=== Begin Enclosure ===

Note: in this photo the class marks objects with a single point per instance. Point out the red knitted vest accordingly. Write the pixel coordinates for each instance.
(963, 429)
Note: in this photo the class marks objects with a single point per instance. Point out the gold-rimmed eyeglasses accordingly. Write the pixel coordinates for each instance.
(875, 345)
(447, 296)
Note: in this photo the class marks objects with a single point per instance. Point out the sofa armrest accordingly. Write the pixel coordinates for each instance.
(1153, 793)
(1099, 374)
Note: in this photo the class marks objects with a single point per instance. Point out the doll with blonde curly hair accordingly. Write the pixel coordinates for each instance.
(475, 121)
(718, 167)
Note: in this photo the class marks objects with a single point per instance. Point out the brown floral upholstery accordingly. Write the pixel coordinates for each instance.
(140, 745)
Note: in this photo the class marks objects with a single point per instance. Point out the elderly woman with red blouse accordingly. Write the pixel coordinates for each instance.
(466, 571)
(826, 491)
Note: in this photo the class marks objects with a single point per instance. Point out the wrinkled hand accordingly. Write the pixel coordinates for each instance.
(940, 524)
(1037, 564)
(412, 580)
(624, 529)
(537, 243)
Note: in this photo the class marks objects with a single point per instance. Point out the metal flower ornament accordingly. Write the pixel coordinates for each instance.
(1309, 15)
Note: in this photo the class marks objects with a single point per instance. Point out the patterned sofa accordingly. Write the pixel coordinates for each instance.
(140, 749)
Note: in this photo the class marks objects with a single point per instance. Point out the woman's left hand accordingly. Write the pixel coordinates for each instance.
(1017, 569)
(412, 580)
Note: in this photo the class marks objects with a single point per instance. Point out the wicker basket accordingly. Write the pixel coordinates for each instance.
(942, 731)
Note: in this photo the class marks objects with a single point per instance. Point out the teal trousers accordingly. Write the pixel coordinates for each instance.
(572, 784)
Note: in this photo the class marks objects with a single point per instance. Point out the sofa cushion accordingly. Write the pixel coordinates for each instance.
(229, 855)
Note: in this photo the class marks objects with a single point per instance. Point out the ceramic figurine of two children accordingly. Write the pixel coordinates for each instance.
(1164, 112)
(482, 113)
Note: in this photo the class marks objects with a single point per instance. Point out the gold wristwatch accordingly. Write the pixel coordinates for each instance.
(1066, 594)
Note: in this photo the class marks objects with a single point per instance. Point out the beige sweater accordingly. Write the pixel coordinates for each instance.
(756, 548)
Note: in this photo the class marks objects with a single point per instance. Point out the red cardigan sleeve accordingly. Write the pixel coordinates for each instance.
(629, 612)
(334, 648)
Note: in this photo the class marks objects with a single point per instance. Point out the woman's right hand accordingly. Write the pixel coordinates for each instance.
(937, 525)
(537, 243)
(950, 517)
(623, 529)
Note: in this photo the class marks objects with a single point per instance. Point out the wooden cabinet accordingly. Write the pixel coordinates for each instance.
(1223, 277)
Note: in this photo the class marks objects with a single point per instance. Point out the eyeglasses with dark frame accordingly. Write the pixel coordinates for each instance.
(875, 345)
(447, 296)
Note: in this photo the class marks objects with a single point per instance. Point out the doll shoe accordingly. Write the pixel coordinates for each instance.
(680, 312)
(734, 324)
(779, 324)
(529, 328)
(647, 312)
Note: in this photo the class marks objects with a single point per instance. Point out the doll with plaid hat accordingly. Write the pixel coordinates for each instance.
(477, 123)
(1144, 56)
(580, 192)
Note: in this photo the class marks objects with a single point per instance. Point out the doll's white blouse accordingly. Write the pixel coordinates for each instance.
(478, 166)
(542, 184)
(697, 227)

=== End Enclosure ===

• **Problem description**:
Every record listed above needs to be written out again exactly.

• **Completed exercise**:
Note: in this photo the class marks objects with a single point per instance. Point out the red knitted vest accordingly. Write the pixel coordinates for each instance.
(963, 429)
Note: in this photo the class marks objects with a single point per instance. Point out the gold-rimmed eyeglasses accordingly. Write the pixel coordinates for each instance.
(875, 345)
(447, 296)
Note: in this photo the class marks objects with a single point per instance. Point out the sofa armrest accordingly. Write the pixel coordinates for each instance.
(1153, 793)
(1099, 374)
Note: in this photo the class marks objects with a single point per instance. Point out the doll with blonde curly hair accordingly. Write the pixel coordinates for each instance.
(475, 121)
(718, 167)
Note: in this photo the class marks objects with a single point per instance. Point out the brown floral upholstery accordingly. Write the pixel coordinates for each instance.
(140, 745)
Note: in this photo the class marks objects with a single point per instance. Point out the elderly woman with red blouse accordingly. Write the pixel coordinates for each instance.
(466, 571)
(826, 491)
Note: in this photo the class marks objects with a single point per instance. Point out the wrinkled hand accordingly. Write the pixel coordinates for each instance.
(940, 524)
(1037, 564)
(412, 580)
(624, 529)
(537, 243)
Note: in this photo the class marks objects with a single point per instance. Point out the metal flower ornament accordingly. Write the pixel coordinates for each instance.
(1309, 15)
Note: in this photo the class marks objects with a single point per instance. Point out the patterned sofa accordingly. Write the pixel coordinates for each instance.
(140, 749)
Note: in this photo the class marks objects with a single point per instance. Point out the woman's left hand accordingly. Write the pixel coordinates for each instance.
(1017, 569)
(412, 580)
Note: in this photo the class marks objects with a single point per instance. Point out the wicker basket accordingly. Write the pixel coordinates for each instance.
(942, 731)
Note: in this photo the class marks objects with a single point per instance. Point out the teal trousers accordingly. Write the pixel coordinates for each instance.
(572, 784)
Note: in this photo the class marks objects with a single point per instance. Point out the sofa cushion accordingly. Write the pixel coordinates for each instance.
(229, 855)
Note: in this photo the class marks objects with a single point per instance. Point out the ceramic figurine of two children accordingly. Write the pixel coordinates for each instance.
(1164, 112)
(482, 113)
Note: in this photo the class marks objects with a single point per instance. Point out the gold wristwatch accordingly. Write the pixel coordinates for each instance.
(1066, 594)
Note: in this photo the class marks objects with a single point per instance. Point out the beige sweater accordingly. Write the pixel coordinates for each instance.
(756, 548)
Note: in this photo the class marks objects with a single point per instance. Point out the red cardigan sleeve accordingly. Write the pixel coordinates for each instance.
(629, 612)
(334, 648)
Note: in this photo the class marks objects with a single point per instance. Point out the woman's right hand accordingly. Write the pixel coordinates for each instance.
(937, 525)
(537, 243)
(950, 517)
(623, 529)
Note: in this photo the class marks objects with a single point per instance. Point out the wooden cabinet accordingly. Write the pixel coordinates for each instance.
(1223, 277)
Note: in this photo the class marks objects with a single point per instance. Point out the eyeglasses with dark frame accordingly. Write the pixel coordinates for each instance.
(875, 345)
(447, 296)
Note: in this photo the class marks objects with a single point per instance. Point out the doll shoe accordingly. Write the pixel coordinates for each instance.
(680, 312)
(734, 324)
(779, 324)
(529, 328)
(647, 312)
Note: in this photo the class marks objects with a single point per instance. Point out the doll with plaid hat accordingly. Write the pixel coordinates for each instance.
(477, 123)
(1144, 56)
(580, 192)
Note: in this photo the class marks objects with a single point per instance. Point out the doll's white blouse accordingly. Write the pixel coordinates for each instance.
(478, 166)
(542, 184)
(697, 227)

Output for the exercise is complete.